- **Verilen görev**
Sanığın duruşmada hazır bulunmaktan bağışık tutulmasına ilişkin metni, hiçbir değişiklik yapmadan baştan sona yazınız.

Maddenin birinci fıkrasında, mahkemece sorgusu yapılmış olmak şartıyla sanığın veya bu hususta sanık tarafından yetkili kılındığı hâllerde müdafisinin istemi ile duruşmada hazır bulunmaktan bağışık tutulabileceği kabul edilmiş,

Beşinci fıkrasında ise, hastalık veya disiplin önlemi ya da zorunlu diğer nedenlerle yargılamanın yapıldığı yargı çevresi dışındaki bir hastane veya tutuk evine nakledilmiş olan sanığın, sorgusu yapılmış olmak şartıyla, hazır bulundurulmasına gerek görülmeyen oturumlar için getirilmemesine mahkemece karar verilebileceği düzenlenmiştir.

Her iki fıkrada da sanığın sorgusunun yapılmış olması hâli bağışık tutulmanın şartı olarak belirtilmiş, bununla birlikte sanığın sorgusunun ne şekilde yapılacağı hususu da aynı maddenin ikinci fıkrasında düzenlenmiştir.

Bu düzenlemeye göre, alt sınırı beş yıldan az hapis cezasını gerektiren bir suçtan yargılanan sanığa, sorgusundan önce ifadesini esas mahkemesi huzurunda vermek isteyip istemediği sorulduktan sonra kabul etmesi halinde istinabe suretiyle sorguya çekilebilecektir. Alt sınırı beş yıl ve daha fazla hapis cezasını gerektiren suçlardan dolayı ise sanıkların sorgusunun mutlaka yargılamayı yapan mahkemece gerçekleştirilmesi zorunludur.

- **Sağlanan satırlar**

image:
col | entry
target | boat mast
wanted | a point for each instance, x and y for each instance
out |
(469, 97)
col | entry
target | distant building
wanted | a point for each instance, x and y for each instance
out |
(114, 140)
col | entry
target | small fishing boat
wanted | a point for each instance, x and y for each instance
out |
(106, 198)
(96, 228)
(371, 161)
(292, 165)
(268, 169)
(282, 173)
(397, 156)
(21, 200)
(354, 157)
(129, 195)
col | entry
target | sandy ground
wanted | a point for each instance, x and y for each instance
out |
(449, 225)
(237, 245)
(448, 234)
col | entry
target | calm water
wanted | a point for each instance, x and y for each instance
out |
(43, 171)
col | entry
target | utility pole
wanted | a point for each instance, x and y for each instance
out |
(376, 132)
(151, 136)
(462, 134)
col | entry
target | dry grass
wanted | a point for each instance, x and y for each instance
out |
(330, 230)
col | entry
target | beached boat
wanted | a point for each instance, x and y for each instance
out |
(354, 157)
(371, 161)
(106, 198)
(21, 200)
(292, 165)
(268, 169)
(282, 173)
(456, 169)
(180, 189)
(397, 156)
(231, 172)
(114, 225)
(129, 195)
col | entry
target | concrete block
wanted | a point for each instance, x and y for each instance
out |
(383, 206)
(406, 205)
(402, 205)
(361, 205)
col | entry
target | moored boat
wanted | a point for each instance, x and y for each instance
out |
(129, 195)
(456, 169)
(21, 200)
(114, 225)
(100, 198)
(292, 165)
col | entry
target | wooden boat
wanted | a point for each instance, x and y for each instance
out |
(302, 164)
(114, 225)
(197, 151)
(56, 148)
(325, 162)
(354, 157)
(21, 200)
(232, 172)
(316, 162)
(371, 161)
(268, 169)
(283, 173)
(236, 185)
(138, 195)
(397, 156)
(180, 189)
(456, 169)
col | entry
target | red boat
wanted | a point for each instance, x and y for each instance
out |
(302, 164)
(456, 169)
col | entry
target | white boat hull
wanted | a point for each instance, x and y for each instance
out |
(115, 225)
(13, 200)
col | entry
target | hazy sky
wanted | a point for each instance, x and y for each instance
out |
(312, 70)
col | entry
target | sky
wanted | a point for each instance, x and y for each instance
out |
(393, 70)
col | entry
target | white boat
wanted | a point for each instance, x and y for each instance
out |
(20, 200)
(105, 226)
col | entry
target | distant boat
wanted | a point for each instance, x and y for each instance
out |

- **Görevin sonucu**
Maddenin birinci fıkrasında, mahkemece sorgusu yapılmış olmak şartıyla sanığın veya bu hususta sanık tarafından yetkili kılındığı hâllerde müdafisinin istemi ile duruşmada hazır bulunmaktan bağışık tutulabileceği kabul edilmiş,

Beşinci fıkrasında ise, hastalık veya disiplin önlemi ya da zorunlu diğer nedenlerle yargılamanın yapıldığı yargı çevresi dışındaki bir hastane veya tutuk evine nakledilmiş olan sanığın, sorgusu yapılmış olmak şartıyla, hazır bulundurulmasına gerek görülmeyen oturumlar için getirilmemesine mahkemece karar verilebileceği düzenlenmiştir.

Her iki fıkrada da sanığın sorgusunun yapılmış olması hâli bağışık tutulmanın şartı olarak belirtilmiş, bununla birlikte sanığın sorgusunun ne şekilde yapılacağı hususu da aynı maddenin ikinci fıkrasında düzenlenmiştir.

Bu düzenlemeye göre, alt sınırı beş yıldan az hapis cezasını gerektiren bir suçtan yargılanan sanığa, sorgusundan önce ifadesini esas mahkemesi huzurunda vermek isteyip istemediği sorulduktan sonra kabul etmesi halinde istinabe suretiyle sorguya çekilebilecektir. Alt sınırı beş yıl ve daha fazla hapis cezasını gerektiren suçlardan dolayı ise sanıkların sorgusunun mutlaka yargılamayı yapan mahkemece gerçekleştirilmesi zorunludur.